>> START READING PASSAGE
Fast math seems ... slower?

I ran the following basic test to give a first glance at performance improvement between usual math operations and fast math (with nightly rust):

#![feature(core_intrinsics)]

extern crate rand;

use std::vec::Vec;
use std::intrinsics::*;
use std::time::{Instant, Duration};

fn main() {
    let loop_count = 10_000_000;
    let duration_fast: Duration;
    let duration_slow: Duration;
    let mut tuples = Vec::<(f64, f64, f64)>::new();
    let mut x = 0.5f64;
    for _ in 0..loop_count {
        x = (0.78f64 * x + 0.22f64).fract();
        let y = (0.12f64 * x + 0.13f64).fract();
        let z = (0.54f64 * x + 0.07f64).fract();
        tuples.push((x, y, z));
    }

    {
        let mut p = 1.0f64;
        let now = Instant::now();
        for tuple in (&tuples).into_iter() {
            // chain polynomials
            unsafe {
                p = fadd_fast(
                    fmul_fast(
                        fsub_fast(fmul_fast(tuple.0, p), tuple.1),
                        p),
                    tuple.2);
            }
        }
        duration_fast = now.elapsed();
    }
    {
        let mut p = 1.0f64;
        let now = Instant::now();
        for tuple in (&tuples).into_iter() {
            // chain polynomials
            p = (tuple.0 * p - tuple.1) * p + tuple.2;
        }
        duration_slow = now.elapsed();
    }
    println!("fast:  {}.{:09} s", duration_fast.as_secs(), duration_fast.subsec_nanos());
    println!("slow:  {}.{:09} s", duration_slow.as_secs(), duration_slow.subsec_nanos());
}

and it turned out that the expected faster version was in reality slower:

fast:  0.407347297 s
slow:  0.249692092 s

I was originally running this on my laptop on windows10 64 and wondered if the feature was unavailable or unoptimized for Windows, but I get similar results on Rust Playground. Is there any kind of additional flag necessary to activate fast math? Or is there something fundamentally wrong with my code?

Are you using cargo run --release?
By default cargo makes a debug build which may be slower.

1 Like

1 run in release mode.
2 swap the code ordering and see the times swap.

Also, you might want to try and use the fma instructions https://doc.rust-lang.org/std/intrinsics/fn.fmaf32.html
As your chain polynomials are basically two fma instructions

@jonh It clearly looks like in release mode compiler just throws almost everything away: I get numbers like

fast:  0.000001584 s
slow:  0.000000760 s

in playground with your code in release mode and

Standard Error
   Compiling playground v0.0.1 (/playground)
>> END READING PASSAGE
>> START LISTED ENTRIES
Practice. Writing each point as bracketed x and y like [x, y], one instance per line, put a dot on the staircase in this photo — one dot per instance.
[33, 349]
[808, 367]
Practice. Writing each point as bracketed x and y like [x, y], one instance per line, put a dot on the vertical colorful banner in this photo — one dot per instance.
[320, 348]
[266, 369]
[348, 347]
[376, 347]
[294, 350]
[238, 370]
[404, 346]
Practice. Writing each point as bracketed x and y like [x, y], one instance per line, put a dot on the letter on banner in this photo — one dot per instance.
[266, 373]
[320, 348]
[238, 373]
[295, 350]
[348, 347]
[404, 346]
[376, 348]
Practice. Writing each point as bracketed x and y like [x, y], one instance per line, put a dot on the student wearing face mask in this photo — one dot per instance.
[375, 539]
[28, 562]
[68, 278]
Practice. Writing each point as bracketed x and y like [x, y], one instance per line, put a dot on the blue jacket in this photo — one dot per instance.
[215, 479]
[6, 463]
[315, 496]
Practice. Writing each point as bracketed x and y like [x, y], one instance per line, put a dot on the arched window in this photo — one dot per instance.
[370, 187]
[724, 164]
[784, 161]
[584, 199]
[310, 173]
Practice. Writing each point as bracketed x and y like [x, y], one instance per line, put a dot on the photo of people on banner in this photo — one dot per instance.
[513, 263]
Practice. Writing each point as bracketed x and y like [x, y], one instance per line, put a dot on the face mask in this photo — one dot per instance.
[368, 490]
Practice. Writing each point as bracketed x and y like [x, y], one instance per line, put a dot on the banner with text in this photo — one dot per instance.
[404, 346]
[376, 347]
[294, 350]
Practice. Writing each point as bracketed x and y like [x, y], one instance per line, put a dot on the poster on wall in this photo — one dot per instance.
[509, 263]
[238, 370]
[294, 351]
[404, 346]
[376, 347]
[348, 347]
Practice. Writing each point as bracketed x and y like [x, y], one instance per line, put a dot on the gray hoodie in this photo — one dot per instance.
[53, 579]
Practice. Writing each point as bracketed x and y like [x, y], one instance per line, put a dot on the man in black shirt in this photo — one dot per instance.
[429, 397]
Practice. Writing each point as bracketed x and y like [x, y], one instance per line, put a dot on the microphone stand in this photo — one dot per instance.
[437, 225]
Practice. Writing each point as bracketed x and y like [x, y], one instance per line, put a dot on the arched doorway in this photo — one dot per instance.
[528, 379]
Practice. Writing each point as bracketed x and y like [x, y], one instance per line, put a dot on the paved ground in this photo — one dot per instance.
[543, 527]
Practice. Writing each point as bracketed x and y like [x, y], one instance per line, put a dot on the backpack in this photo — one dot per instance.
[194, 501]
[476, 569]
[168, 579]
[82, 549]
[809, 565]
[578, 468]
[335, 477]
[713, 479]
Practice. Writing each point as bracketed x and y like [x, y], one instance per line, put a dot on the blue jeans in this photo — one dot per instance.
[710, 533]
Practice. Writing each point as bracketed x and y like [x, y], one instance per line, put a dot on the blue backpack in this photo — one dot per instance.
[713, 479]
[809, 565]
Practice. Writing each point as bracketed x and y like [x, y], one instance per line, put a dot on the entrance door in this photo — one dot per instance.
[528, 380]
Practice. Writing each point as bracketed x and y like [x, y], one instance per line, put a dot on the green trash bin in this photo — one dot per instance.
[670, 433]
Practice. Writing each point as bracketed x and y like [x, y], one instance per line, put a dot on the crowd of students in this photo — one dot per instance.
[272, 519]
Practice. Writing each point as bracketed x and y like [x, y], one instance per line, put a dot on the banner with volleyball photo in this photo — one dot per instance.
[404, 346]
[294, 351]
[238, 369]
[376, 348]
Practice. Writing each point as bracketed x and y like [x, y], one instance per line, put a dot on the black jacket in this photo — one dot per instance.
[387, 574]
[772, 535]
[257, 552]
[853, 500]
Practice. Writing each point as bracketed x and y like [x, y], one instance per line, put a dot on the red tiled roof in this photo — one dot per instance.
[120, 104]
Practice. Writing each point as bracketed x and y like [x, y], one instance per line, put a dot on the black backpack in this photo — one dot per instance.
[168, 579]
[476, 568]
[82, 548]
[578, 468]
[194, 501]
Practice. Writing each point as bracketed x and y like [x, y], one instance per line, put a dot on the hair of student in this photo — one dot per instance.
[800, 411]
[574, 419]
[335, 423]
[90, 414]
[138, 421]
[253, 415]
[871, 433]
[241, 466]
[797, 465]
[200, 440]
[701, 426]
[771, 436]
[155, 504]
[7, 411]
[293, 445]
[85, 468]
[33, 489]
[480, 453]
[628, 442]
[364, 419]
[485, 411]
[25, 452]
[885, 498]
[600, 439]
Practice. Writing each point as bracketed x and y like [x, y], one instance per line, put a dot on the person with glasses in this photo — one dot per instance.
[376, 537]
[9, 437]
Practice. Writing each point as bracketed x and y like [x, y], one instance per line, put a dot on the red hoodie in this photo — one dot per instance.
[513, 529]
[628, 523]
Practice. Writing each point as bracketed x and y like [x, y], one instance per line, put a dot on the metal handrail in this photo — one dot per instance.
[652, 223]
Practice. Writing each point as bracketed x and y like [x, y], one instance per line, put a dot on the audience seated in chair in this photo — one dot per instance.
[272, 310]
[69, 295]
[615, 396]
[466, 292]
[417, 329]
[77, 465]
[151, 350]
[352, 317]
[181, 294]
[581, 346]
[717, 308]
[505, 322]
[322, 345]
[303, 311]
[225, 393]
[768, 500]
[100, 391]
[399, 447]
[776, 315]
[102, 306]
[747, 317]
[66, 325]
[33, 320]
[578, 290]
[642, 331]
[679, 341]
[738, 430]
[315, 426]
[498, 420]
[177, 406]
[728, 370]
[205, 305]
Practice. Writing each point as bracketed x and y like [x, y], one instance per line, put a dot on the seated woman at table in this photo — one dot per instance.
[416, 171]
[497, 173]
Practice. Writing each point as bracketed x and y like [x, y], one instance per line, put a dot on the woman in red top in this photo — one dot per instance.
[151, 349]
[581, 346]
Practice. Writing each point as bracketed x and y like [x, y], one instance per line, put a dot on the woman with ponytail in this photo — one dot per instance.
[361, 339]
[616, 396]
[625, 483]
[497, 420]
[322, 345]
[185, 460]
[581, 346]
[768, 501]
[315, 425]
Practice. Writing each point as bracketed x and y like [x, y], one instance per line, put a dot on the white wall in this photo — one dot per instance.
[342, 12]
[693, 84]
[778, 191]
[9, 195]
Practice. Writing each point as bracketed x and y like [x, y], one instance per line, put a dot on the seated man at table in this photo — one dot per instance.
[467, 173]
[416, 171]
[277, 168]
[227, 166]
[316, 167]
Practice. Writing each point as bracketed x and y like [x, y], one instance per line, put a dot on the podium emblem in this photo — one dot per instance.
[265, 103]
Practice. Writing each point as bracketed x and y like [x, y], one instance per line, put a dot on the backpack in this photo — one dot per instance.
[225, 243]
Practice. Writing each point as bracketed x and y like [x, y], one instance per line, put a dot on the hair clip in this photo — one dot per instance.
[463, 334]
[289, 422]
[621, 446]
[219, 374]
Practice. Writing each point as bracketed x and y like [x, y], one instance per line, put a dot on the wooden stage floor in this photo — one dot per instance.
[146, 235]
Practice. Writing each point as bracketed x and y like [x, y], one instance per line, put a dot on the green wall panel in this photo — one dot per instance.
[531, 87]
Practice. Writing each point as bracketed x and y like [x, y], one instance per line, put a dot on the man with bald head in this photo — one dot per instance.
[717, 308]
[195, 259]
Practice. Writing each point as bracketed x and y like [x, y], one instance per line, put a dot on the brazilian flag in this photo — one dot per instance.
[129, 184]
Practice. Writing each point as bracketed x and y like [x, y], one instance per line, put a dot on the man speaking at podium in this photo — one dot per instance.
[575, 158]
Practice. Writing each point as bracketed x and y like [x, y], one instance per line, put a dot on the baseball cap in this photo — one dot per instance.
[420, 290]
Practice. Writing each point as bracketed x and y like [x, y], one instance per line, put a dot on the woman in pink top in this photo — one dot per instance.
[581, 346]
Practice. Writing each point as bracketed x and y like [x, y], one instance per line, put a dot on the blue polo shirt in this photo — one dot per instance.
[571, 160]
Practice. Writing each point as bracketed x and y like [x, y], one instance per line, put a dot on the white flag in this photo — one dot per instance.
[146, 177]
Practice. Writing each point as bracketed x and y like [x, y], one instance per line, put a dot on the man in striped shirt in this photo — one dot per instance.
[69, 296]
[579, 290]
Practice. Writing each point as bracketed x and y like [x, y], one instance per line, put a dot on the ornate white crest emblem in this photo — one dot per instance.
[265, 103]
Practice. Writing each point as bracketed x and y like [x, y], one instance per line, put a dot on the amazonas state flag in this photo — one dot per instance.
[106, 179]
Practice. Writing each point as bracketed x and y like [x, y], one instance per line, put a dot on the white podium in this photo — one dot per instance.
>> END LISTED ENTRIES
**INSTRUCTION 1**
Translate this sentence from the forum thread on fast math in Rust into Spanish: "By default cargo makes a debug build which may be slower."
**INSTRUCTION 2**
Write the next part of the forum thread on fast math in Rust, starting at the point where the thread stops.

**EXPECTED OUTPUT 1**
De forma predeterminada, cargo genera una compilación de depuración, que puede ser más lenta.

**EXPECTED OUTPUT 2**
    Finished release [optimized] target(s) in 0.82s
     Running `target/release/playground`
inf
inf
Standard Output
fast:  0.047023889 s
slow:  0.047111321 s

(exact numbers may change significantly, and fast is not always faster than slow) in release mode if I add eprintln!("{:?}", p); just after line which assigns duration_… so that p will be used. Please write correct benchmarks, speculating on the current one will get you nowhere. Also are you sure that p should be inf at the end?

There are tons of ways micro benchmarks like this can go wildly wrong, from cpu warmup to memory boundaries to cpu caches. I don't know the extent of what is necessary to get fully accurate readings. However, you can be sure that running in debug mode will give fairly meaningless data, and you should probably be including some warmup cycles which aren't counted in both of these.

Besides that, though, using an established benchmarking crate can help do all of these extraneous things right so that you can measure what you want to. criterion is a current go-to benchmarking crate for rust which will automatically handle black-boxing values and doing a good number of loops with accurate timing.

Printing to stdout will add even more variance, I think. The standard way to test this sort of thing is a "black box" function which the compiler cannot / will not optimize out. One is provided as test::black_box, and criterion provides an identical criterion::black_box.

I'd recommend redoing this as a set of criterion benchmarks and using black_box on the input of the benchmarks and the output values to ensure that the compiler doesn't optimize out the calculations.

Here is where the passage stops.